**What is asked**:
1 – Translate this sentence from the Hessian forum post into German: "I’ve been trying to compute the Hessian of my loss function with respect to the parameters of my network."
2 – Reproduce word for word the part of the Hessian forum post starting at "d = len(grad)" and ending at "suppose to work?".

**Text passage**:
+===+
Hello,
I’ve been trying to compute the Hessian of my loss function with respect to the parameters of my network. The code I use below is inspired from this discussion,
def compute_hessian(grads, params):
H = []
for i, (grad, p) in enumerate(zip(grads, params)):
grad = grad.reshape(-1)
d = len(grad)
dg = torch.zeros((d, d))
for j, g in enumerate(grad):
g2 = autograd.grad(g, p, create_graph=True)[0].view(-1)
dg[j] = g2
H.append(dg)
return H
where params
is the list of parameters of my network and grads
is computed manually rather than using backward
, i.e.
grads = autograd.grad(loss, self.params, create_graph=True)
My first question is, by iterating through the list of parameters, I am essentially computing a sub-Hessian for each parameter, and therefore my overall Hessian is block diagonal rather than being the full Hessian. While I do realize that I can concatenate all the parameters of my model into one giant vector then compute the full Hessian, when I update the parameters I need to break them apart and re-distribute to the list of parameters which seems to be a hassle. Am I making a mistake somewhere or is this how it’s suppose to work?
My second question is, the for-loop above used to take the grad of each gradient seem to be slow. Is there any way to speed it up or add more parallelization to it?
Thanks,
+===+
**Recorded information**:
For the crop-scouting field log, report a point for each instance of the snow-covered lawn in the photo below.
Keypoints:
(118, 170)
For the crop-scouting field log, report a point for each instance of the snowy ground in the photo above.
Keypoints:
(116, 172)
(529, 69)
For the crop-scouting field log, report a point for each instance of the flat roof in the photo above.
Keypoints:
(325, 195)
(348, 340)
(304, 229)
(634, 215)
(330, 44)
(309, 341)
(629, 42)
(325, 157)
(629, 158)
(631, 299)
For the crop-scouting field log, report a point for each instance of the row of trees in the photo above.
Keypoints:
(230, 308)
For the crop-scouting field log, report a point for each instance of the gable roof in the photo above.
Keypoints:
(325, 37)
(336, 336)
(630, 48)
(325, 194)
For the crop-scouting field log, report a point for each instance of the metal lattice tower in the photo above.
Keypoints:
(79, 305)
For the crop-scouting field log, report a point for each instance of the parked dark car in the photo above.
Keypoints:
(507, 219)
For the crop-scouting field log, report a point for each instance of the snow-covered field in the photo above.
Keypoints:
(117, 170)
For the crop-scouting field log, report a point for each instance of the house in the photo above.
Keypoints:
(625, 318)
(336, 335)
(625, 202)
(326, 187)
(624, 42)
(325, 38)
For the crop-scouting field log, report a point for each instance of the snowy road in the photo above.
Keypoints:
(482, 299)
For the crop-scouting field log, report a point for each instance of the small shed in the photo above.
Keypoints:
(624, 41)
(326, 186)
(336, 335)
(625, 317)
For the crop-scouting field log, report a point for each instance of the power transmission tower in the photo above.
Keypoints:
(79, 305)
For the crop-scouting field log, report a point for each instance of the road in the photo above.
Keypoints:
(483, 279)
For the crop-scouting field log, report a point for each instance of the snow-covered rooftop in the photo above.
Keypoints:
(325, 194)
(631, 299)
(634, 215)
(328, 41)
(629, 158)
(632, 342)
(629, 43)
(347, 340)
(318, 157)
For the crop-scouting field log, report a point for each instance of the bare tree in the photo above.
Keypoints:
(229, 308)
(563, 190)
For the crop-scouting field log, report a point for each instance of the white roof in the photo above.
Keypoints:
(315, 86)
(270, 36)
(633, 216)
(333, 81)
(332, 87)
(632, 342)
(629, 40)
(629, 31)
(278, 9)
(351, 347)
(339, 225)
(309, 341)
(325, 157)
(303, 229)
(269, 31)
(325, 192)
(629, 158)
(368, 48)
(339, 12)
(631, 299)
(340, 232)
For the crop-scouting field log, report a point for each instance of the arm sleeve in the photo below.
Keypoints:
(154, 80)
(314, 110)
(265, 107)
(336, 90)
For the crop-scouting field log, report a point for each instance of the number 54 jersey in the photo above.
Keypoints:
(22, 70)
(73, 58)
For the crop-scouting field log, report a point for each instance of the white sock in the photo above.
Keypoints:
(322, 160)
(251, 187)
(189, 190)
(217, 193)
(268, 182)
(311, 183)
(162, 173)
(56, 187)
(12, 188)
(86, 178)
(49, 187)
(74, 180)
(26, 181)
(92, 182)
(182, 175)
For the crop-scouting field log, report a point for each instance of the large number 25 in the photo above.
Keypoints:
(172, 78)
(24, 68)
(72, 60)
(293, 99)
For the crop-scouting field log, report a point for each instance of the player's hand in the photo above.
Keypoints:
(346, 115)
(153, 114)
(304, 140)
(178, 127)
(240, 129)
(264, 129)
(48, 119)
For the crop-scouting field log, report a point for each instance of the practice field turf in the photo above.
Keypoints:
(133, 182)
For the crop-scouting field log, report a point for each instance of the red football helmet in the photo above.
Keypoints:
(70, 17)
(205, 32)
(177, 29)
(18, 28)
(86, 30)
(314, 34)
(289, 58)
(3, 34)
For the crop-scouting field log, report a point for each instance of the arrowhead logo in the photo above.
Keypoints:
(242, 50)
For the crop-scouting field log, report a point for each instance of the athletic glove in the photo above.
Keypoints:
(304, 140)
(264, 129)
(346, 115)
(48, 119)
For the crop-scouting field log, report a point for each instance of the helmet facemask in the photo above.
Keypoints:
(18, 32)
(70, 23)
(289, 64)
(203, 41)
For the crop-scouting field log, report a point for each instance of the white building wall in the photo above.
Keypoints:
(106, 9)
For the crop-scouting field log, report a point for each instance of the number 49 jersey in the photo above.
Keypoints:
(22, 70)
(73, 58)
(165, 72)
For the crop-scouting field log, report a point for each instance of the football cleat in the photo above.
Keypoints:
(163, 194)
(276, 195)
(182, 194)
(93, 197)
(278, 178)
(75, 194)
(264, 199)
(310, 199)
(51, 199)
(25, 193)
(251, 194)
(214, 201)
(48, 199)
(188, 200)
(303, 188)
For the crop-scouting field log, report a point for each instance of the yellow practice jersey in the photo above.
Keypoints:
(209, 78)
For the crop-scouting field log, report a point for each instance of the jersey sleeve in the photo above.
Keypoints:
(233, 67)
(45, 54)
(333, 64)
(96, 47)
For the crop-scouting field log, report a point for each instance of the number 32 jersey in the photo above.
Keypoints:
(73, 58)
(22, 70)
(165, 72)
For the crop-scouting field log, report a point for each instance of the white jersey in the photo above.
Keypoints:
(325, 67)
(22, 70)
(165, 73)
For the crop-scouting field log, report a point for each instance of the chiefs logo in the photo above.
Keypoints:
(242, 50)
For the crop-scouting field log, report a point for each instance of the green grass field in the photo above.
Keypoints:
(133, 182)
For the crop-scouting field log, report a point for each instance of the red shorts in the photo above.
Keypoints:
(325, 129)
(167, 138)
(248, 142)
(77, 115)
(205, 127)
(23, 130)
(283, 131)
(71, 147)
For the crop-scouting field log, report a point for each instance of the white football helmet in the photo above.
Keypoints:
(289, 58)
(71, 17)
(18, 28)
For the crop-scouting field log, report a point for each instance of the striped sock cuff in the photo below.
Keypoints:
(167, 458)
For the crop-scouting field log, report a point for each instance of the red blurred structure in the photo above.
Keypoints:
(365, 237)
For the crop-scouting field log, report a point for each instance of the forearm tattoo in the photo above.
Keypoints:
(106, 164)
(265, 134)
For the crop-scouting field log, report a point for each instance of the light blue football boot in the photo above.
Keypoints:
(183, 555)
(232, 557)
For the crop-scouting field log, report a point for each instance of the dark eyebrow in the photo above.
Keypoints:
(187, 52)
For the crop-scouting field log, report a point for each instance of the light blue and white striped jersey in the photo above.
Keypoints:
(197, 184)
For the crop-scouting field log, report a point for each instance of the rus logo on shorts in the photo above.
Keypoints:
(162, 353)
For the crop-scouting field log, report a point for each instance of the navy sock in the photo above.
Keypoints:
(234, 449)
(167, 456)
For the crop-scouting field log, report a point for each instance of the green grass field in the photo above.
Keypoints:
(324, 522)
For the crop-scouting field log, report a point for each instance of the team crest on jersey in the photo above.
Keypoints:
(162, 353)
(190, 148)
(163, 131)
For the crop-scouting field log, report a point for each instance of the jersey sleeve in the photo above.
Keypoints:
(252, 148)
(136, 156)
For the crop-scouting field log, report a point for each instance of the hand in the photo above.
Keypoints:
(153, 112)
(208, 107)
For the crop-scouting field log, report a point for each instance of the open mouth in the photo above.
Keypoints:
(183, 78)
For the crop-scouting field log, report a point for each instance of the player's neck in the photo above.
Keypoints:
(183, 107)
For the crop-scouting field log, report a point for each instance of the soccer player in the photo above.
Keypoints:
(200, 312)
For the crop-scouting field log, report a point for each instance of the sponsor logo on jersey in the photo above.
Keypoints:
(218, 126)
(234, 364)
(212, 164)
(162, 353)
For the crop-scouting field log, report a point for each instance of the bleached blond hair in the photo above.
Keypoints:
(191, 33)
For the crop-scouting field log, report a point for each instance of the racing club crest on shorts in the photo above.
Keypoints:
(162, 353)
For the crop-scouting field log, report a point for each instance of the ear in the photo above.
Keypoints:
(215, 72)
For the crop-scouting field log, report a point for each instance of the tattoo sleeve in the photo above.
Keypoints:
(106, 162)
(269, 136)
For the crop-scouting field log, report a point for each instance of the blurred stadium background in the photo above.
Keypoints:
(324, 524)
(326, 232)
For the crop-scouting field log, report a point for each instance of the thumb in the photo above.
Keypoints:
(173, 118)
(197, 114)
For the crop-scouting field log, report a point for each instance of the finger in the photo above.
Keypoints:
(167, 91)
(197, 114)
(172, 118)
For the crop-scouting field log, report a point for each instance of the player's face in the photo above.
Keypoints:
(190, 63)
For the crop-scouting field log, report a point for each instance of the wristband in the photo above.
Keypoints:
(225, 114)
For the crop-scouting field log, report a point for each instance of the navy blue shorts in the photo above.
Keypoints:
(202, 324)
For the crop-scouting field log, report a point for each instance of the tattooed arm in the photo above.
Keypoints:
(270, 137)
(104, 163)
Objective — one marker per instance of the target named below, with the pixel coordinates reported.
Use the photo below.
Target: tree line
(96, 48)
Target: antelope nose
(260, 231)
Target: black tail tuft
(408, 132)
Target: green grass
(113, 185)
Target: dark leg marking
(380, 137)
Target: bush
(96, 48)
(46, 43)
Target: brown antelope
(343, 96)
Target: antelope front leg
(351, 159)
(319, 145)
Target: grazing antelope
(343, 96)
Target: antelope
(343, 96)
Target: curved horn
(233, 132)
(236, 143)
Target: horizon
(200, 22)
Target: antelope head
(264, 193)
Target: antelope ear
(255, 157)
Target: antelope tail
+===+
**Complete answers**:
1 – Ich habe versucht, die Hesse-Matrix meiner Verlustfunktion bezüglich der Parameter meines Netzwerks zu berechnen.

2 –
d = len(grad)
dg = torch.zeros((d, d))
for j, g in enumerate(grad):
g2 = autograd.grad(g, p, create_graph=True)[0].view(-1)
dg[j] = g2
H.append(dg)
return H
where params
is the list of parameters of my network and grads
is computed manually rather than using backward
, i.e.
grads = autograd.grad(loss, self.params, create_graph=True)
My first question is, by iterating through the list of parameters, I am essentially computing a sub-Hessian for each parameter, and therefore my overall Hessian is block diagonal rather than being the full Hessian. While I do realize that I can concatenate all the parameters of my model into one giant vector then compute the full Hessian, when I update the parameters I need to break them apart and re-distribute to the list of parameters which seems to be a hassle. Am I making a mistake somewhere or is this how it’s suppose to work?